THE PROBLEM »
Would you retype, word for word, the line with "of the cloudy" and every line after it through the end of the records below?

(Point-based annotation data)
==================================================

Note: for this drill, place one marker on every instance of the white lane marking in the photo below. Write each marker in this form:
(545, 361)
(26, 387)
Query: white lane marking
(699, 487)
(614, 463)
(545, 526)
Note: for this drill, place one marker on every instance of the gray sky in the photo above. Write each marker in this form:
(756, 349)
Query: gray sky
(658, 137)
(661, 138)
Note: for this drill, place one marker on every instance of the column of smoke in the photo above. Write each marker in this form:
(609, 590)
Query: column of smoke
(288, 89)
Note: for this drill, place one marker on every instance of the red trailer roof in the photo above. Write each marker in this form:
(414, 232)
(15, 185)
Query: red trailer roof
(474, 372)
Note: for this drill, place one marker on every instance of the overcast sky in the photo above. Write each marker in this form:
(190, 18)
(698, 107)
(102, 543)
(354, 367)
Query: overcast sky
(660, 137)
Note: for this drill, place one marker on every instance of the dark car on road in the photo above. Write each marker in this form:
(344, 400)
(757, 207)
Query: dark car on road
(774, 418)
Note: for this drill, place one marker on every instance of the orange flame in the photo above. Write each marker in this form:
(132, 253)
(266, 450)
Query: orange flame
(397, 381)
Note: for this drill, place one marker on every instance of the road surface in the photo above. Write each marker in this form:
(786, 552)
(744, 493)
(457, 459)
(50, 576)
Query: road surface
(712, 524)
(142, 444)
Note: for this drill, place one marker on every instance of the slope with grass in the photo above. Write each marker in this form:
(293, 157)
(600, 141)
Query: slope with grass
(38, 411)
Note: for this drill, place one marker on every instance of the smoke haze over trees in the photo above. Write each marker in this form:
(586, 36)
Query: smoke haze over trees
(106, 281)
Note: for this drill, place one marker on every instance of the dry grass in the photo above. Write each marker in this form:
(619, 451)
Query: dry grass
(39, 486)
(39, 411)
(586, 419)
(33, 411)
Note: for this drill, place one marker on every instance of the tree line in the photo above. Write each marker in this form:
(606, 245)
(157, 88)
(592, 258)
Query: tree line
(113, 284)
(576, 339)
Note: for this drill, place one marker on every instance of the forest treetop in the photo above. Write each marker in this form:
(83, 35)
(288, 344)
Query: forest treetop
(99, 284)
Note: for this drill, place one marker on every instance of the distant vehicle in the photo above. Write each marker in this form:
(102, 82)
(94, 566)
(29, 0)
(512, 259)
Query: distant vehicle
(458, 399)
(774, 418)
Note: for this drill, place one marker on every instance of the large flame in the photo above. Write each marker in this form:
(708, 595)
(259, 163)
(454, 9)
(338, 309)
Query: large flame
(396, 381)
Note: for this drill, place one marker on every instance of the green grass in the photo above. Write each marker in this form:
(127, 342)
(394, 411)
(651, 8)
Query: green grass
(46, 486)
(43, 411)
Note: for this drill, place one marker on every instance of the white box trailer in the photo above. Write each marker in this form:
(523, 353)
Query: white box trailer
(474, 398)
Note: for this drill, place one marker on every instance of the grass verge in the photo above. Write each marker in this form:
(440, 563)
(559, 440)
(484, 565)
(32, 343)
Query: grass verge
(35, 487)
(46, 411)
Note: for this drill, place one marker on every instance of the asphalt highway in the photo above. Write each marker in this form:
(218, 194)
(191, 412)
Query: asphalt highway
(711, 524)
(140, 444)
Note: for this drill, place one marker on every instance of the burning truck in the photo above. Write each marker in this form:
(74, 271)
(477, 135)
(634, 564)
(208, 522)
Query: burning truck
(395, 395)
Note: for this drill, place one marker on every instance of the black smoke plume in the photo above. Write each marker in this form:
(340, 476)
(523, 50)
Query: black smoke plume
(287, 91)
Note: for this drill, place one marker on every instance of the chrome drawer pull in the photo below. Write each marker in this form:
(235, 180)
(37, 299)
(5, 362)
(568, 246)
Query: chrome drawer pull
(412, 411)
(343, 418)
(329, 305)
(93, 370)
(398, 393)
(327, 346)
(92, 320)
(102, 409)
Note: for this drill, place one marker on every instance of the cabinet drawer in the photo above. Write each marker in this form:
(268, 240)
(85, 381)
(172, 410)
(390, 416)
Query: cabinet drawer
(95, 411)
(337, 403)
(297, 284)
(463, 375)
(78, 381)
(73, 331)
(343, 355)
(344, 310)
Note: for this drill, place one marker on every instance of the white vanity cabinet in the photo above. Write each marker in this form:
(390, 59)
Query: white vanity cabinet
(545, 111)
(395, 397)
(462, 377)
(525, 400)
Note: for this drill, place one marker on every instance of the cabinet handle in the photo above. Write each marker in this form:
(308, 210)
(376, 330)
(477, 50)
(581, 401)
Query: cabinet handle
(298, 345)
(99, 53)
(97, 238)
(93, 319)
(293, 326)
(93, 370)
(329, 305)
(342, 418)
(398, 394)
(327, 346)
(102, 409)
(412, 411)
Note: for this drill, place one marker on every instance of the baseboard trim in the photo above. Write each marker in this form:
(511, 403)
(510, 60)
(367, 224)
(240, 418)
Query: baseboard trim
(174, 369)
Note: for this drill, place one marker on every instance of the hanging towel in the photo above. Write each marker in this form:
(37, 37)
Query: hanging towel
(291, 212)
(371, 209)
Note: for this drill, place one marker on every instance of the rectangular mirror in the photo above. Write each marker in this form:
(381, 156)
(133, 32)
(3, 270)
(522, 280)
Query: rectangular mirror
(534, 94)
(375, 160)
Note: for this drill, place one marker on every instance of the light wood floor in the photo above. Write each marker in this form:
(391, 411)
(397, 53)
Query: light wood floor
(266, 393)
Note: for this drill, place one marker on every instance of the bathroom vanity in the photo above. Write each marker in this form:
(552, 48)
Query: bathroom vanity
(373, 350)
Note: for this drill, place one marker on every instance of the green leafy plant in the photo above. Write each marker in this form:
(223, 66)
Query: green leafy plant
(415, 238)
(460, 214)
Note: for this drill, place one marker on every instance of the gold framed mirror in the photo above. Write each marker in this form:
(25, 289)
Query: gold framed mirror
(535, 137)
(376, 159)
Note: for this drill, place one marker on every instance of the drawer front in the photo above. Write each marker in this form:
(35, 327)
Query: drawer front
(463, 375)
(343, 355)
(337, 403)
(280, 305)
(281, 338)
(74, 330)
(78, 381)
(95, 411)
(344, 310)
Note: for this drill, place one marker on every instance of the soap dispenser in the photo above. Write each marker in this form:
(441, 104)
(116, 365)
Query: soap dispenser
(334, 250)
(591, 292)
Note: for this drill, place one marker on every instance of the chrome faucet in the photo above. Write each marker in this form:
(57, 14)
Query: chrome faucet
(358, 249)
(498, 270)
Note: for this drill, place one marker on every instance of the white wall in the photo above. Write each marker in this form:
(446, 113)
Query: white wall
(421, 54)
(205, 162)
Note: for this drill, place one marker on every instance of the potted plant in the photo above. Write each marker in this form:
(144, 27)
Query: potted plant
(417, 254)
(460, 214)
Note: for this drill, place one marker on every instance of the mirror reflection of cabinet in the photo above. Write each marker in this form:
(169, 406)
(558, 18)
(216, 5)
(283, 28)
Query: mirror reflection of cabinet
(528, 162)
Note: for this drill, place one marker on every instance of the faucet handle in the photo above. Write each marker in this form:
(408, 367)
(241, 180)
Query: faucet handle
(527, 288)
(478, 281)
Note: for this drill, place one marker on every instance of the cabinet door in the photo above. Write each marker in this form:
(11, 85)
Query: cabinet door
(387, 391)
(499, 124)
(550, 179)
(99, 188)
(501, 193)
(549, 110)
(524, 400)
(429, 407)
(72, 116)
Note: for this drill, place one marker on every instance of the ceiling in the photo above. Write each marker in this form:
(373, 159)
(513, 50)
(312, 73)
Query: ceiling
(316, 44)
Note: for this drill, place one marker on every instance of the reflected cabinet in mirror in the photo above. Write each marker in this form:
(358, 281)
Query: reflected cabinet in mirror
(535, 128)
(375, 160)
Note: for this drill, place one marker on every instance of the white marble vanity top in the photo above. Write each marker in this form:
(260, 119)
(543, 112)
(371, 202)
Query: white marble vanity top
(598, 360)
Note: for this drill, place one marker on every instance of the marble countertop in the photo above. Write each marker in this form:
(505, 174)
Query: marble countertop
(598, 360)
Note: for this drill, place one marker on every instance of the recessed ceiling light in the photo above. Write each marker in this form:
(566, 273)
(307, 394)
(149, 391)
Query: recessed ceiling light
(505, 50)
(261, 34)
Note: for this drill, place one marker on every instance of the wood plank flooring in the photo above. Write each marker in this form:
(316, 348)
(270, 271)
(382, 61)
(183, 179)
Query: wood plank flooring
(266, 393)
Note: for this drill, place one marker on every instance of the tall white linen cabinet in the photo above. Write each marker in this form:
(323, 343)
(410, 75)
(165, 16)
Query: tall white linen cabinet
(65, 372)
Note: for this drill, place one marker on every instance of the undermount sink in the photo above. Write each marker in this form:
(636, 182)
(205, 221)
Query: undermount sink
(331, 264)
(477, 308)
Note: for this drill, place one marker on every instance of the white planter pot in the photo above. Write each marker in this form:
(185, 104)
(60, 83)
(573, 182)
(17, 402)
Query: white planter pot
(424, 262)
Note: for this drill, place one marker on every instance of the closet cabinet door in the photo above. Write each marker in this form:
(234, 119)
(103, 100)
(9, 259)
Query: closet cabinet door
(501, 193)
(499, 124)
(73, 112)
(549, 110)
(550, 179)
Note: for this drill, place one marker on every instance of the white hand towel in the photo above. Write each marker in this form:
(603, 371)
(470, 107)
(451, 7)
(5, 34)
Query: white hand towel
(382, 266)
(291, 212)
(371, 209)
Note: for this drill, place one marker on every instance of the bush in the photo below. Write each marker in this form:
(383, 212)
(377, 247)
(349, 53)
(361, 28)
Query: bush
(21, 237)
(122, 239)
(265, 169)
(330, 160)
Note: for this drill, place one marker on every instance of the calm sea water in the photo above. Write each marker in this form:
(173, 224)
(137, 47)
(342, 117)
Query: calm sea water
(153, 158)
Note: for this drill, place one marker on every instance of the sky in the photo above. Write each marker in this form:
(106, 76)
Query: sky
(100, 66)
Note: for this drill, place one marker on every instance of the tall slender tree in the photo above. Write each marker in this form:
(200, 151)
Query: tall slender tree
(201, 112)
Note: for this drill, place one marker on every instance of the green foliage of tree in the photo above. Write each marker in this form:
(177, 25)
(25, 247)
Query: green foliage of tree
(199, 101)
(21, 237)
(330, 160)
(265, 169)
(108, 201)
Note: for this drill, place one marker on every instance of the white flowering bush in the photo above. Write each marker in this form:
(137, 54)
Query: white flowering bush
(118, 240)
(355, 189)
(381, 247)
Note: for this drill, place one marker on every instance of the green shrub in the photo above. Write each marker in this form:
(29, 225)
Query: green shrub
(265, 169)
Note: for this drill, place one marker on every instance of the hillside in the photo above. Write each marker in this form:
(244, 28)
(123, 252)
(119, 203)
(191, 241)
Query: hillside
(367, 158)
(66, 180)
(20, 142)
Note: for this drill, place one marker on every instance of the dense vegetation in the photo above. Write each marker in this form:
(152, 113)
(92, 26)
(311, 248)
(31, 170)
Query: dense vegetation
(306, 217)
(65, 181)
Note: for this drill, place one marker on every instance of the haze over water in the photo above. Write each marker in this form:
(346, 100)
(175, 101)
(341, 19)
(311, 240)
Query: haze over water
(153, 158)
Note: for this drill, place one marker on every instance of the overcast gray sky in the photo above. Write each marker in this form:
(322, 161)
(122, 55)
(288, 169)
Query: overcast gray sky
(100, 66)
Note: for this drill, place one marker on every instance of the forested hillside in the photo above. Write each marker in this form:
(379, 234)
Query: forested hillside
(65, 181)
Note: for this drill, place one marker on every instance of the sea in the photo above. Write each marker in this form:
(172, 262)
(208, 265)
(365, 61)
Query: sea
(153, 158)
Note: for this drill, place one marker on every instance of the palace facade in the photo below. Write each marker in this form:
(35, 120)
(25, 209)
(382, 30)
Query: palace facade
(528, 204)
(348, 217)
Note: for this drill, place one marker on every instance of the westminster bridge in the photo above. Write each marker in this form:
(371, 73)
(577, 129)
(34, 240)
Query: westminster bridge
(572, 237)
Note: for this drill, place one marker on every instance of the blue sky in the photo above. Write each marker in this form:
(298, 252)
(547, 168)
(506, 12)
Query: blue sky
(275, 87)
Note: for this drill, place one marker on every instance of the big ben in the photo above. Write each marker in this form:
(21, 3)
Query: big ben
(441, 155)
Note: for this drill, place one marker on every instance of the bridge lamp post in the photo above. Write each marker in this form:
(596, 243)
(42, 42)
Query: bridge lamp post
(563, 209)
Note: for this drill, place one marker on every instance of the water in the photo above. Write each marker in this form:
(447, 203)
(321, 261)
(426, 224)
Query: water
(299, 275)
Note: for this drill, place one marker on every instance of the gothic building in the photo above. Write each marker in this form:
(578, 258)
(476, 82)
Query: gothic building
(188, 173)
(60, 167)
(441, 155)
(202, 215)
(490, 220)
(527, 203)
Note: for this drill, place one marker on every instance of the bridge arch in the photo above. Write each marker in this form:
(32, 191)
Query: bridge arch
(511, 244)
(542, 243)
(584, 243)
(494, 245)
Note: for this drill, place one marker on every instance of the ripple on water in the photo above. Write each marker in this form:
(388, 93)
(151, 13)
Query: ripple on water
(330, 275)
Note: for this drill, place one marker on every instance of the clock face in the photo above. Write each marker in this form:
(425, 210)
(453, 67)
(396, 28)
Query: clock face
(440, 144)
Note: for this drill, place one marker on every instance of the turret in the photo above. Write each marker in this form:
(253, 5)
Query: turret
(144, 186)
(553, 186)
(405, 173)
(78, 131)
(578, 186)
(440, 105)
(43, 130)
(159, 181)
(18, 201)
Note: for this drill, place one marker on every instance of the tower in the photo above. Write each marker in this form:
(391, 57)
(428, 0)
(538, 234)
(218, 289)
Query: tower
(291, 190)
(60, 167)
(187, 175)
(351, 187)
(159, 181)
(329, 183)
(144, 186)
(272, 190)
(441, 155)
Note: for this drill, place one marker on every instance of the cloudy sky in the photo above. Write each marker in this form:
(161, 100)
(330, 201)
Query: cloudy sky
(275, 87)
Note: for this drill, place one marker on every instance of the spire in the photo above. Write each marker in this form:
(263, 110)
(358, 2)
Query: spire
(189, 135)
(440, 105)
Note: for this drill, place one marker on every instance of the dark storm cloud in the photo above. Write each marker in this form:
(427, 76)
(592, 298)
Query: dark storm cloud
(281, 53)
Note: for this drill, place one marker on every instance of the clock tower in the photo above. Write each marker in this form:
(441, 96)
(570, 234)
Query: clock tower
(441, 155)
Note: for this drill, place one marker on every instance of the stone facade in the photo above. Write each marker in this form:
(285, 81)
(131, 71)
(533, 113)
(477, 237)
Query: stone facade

==================================================

SOLUTION »
Note: for this drill, place one marker on every instance of the cloudy sky in the photo above. Write each marker in this form:
(161, 100)
(330, 201)
Query: cloudy sky
(275, 87)
Note: for this drill, place one marker on every instance of the spire in the photo above. Write each marker in this form:
(263, 110)
(358, 2)
Query: spire
(189, 135)
(440, 105)
Note: for this drill, place one marker on every instance of the dark storm cloud in the photo above. Write each marker in this form:
(427, 76)
(592, 298)
Query: dark storm cloud
(281, 53)
Note: for this drill, place one marker on every instance of the clock tower in the photo above. Write each marker in this form:
(441, 96)
(570, 234)
Query: clock tower
(441, 155)
Note: for this drill, place one marker on every instance of the stone facade in the photo above. Write each marker in this form:
(285, 81)
(131, 71)
(533, 113)
(477, 237)
Query: stone facade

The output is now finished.